§ Required work
Resume the blog post below about Richard Armitage and the squee, carrying on from its last sentence.

§ Extracted text
Richard Armitage and why I squee, or: Reiterating “About Servetus”

A few more days left of the premiere part of the TDOS press blitz. It’s not feeling as intense to me as it did last year, but it’s still pretty intense. What I felt most intensely today, however, was grading pain. I finally put the pen down this afternoon, having annotated in detail every error, lack, and necessary moment for improvement for everyone’s final papers. Now I just wait to see if they actually paid any attention to my suggestions for the revisions they have to do for their final grades. Bimheyrah b’yamenu ([may it come] speedily in our days); it feels at times like my brain is failing. A scant month off and oh, do I need it.

Anyway, what I wanted to write about today is Richard Armitage and the purpose of squeeing as I see it for me.

I still have read no reviews or reports of reviews beyond headlines where I can’t avoid them, but it sounds like The Hobbit: The Desolation of Smaug is getting better press reactions all round than last year’s film did. I’m still limiting contact with press (though still reading / watching some interviews) to continue my “no spoiler” and no prejudicial information resolutions ahead of the film.

Thursday at midnight. It’s not much longer to wait. I’m still really excited.

I hope for two things from seeing the film. The second is enlightenment, but that’s not the topic for today. There’ll probably be a fair amount of exploration of that here once I see it, judging by the things that Armitage is saying right now about Thorin’s development in this installment of the story. But the first is something I await when I see Armitage on that screen — just as I’m hoping for it when I see him interviews, or on a livestreamed red or other colored carpet, or even via someone’s cell phone photos: the squee.

Squee: the fully unadulterated, fist-clenching, stomach dropping out of my chest, heart-pounding, faster-breathing, eyes-widening rush that in an instant connects my feet to the ground, my body to the environment, and my brain and my soul to the heavens. The knock-my-whole-being for a loop trigger for flow. I can get that from interviews, and I can reproduce it with pictures, but what I absolutely want when I see Richard Armitage livestreamed or on the big screen is that feeling.

That feeling is the sole reason for writing this blog — the reaction of being body-slammed by forces much larger than I can imagine into experiencing the world not just differently, but in a transformative way. The tidal wave of emotion that hit me in January of 2010 and wouldn’t let go and opened my senses again and let the words pour out. That onslaught of reactions I don’t immediately understand but that leave me so full of energy and pleasure that they have never fully worn off since, and allow me weeks, months, of picking apart the thoughts and sensations that come with them. The reactions that let me see things in my life and myself differently and creatively and productively.

Each new stream, interview, movie is a chance to trigger the re-experience of that feeling, to find new ways to isolate and channel it, to establish more fully my connection to the flow — a little bit in the way that each orgasm shared between long-time, practiced, comfortable lovers calls back echoes of those first passionate, never-to-be-forgotten nights of mutual exploration. Yeah, there’s a sexual component to it all. But also: a mystical component. An intellectual component. An emotional component. A verbal component.

§ Information provided
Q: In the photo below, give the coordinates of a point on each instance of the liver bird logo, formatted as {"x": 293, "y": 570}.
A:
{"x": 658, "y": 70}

§ Answer below
Key to all of the pieces, to the experience of squee: the feeling, the response, is unfiltered, unmediated, unedited, unpredictable and unplanned. It is just what I feel when I feel it and how I feel it. It is a feeling that in the first analysis is forged by the universe just for me at that moment. I might not share it — but when I do, I share the unfiltered feeling, when and how I feel it, without concern for the needs or the discomfort or the reservations of any audience. I have to do this, otherwise it’s not reproducible. The very reason the feeling works as a trigger of flow is that I don’t try to control it, misrepresent it for something it isn’t, or exploit it for other purposes. It is only there to create the conditions to allow the emotions and the words to pour out. And when that happens, I just write about what I want to write about, as honestly as I possibly can. Given my failed writing experiences in the past, I know, that’s all that keeps the words coming out: words for words’ sake, a non-instrumentalized honesty.

I’m not surrendering that approach. Not out of pretension about the quality or importance of anything I write apart from my own context, but because I can’t do any differently. I have to have the words. I will not give up the words, ever again.

And honesty about that is the only goal. It’s the only thing I feel I owe anyone, starting with myself, but continuing on to fellow fans, readers, and including Richard Armitage. Just to move toward speaking more honestly every time I write. Another potential subtitle for this blog could be “describing a fandom journey as a personal growth experience,” and I’m building a self here where I am solely responsible for everything I do. All I know is I can’t go on this path, I can’t keep tuning in on this particular frequency, for any other purpose than for me. I write it down in case it’s of use to other people, and sometimes I hear it is, and sometimes I hear it isn’t, but in the end, whether it’s good or bad for you or anyone else who’s reading, it’s for me. Because of my joy. I don’t know if the fact of this blog benefits Richard Armitage or not (I hear conflicting things from every direction on that score, too), and I kind of doubt it, but if it does, it’s an externality of my own creative needs and activities.

If I ripple, it’s a side effect. It’s not seriousness of purpose in marketing and media distribution that brings me joy. Ever. It’s the connection to an artist and a series of works of his that I can watch and the way that the person and his gift and the way he uses his body and his spirit have changed and still change my life. Every time. It is that artist’s particular art of being and working in the world and watching them develop that hold my attention. I admire intensely that as much as Armitage is clearly cooperating with a promotional plan he still — every single time he says anything about the role of the audience in his work — notes how much and his fellows have sought to bring us something beautiful, wonderful, enjoyable, entertaining, pleasurable.

And for me: flow-inducing. So, too, in much smaller and more insignificant proportion, with this blog. Flow doesn’t get arranged on somebody else’s schedule, nor according to someone else’s priorities. The second I do that I become self-conscious. When I’m self-conscious, I self-censor. And when I censor something that comes right straight out of my own creativity, I lose myself.

Share the love? Absolutely. Exactly as I feel it, and as I have the opportunity to write it down. For me. So I have the words to write — and to love — another day. What anyone else takes or doesn’t take away from that is his or her business.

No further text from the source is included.